[Begin ITEMS]

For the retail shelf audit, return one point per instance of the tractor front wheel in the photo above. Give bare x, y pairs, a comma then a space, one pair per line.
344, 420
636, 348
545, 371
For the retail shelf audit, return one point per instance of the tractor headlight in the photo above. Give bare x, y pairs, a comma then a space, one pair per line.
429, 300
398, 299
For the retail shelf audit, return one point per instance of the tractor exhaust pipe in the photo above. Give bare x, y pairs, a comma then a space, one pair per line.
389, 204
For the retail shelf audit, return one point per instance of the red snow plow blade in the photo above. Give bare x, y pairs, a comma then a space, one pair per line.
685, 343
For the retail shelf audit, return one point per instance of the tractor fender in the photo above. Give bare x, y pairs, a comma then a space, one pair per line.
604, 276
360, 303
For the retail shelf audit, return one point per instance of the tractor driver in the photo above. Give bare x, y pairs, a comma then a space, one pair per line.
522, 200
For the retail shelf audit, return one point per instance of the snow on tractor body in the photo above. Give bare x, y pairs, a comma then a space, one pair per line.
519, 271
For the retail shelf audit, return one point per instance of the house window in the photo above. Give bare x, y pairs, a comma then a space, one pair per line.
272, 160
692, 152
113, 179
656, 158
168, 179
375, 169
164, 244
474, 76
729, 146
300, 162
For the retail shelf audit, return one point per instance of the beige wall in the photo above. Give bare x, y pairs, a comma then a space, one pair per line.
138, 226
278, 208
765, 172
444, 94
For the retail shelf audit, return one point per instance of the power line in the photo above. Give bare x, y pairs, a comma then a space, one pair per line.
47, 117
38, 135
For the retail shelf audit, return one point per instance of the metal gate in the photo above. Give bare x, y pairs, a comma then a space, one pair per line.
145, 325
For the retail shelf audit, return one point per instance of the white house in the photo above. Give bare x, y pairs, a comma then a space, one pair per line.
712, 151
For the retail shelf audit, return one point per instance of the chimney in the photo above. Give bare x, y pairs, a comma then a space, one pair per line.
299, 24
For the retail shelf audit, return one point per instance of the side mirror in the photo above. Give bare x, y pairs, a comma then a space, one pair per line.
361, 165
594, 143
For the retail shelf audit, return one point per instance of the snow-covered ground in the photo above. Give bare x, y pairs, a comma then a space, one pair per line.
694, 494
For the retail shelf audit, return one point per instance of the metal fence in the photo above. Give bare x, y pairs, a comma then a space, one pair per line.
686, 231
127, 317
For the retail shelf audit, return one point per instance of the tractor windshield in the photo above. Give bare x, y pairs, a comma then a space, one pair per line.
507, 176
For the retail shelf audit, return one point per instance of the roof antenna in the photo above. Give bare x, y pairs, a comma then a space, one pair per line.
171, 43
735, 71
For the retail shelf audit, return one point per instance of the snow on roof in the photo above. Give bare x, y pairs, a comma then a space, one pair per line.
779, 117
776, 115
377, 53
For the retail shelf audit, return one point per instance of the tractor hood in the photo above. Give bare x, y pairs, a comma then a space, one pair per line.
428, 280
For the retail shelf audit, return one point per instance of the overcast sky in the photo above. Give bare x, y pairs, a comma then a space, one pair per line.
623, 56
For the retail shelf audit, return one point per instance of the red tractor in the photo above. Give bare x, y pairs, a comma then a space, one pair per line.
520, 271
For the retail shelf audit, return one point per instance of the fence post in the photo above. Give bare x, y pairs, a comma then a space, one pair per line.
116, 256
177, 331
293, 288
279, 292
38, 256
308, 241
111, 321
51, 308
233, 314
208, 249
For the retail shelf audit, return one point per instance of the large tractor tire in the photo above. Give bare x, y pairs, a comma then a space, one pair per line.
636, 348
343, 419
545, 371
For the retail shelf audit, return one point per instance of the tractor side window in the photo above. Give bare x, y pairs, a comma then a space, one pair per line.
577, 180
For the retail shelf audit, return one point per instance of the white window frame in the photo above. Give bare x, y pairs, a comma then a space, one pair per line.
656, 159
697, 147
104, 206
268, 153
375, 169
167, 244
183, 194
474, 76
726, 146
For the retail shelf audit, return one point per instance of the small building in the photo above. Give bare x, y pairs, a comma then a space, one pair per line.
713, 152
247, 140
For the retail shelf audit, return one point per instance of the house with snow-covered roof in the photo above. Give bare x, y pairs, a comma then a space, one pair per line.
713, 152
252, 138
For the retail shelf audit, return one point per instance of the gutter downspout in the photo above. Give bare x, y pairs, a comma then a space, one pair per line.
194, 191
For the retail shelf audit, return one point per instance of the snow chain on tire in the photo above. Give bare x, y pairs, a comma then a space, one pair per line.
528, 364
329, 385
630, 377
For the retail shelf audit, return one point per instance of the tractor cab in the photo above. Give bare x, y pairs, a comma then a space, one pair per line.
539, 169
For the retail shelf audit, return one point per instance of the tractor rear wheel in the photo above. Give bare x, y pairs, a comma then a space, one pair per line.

[End ITEMS]

THE EXERCISE: Take the line in which "the tractor side" occurs and each subsequent line through the end; give these lines again without alteration.

ANSWER TO THIS EXERCISE:
For the retail shelf audit, return one point per instance of the tractor side window in the photo above. Give bare x, y pairs, a comma then a space, one pair per line.
577, 180
For the retail shelf audit, return one point per instance of the white window frame in the photo above. Give bare x, y pairs, a comma then a space, one pair per line.
656, 159
697, 147
104, 206
268, 153
375, 169
167, 244
183, 194
474, 76
726, 146
For the retail shelf audit, return one point per instance of the small building in the photo above. Give bare x, y pairs, a comma then a space, one pair per line.
713, 152
247, 140
For the retail shelf audit, return one point per instance of the house with snow-covered roof in the photo above. Give bare x, y pairs, a comma then a space, one pair per line.
713, 152
252, 138
For the retail shelf audit, return one point per instance of the gutter downspout in the photo above. Give bare x, y pairs, a comma then a space, one pair per line.
194, 191
For the retail shelf audit, return one point per instance of the snow chain on tire in the photo above. Give bare x, y pairs, a comma then a space, one pair per line.
528, 364
329, 385
630, 377
For the retail shelf audit, return one point per instance of the tractor cab in the photo above. Give bare x, y pairs, a comma then a space, one pair per line.
539, 169
For the retail shelf audit, return one point per instance of the tractor rear wheel in the photo above. Give bare x, y pairs, a comma then a space, one pair per line.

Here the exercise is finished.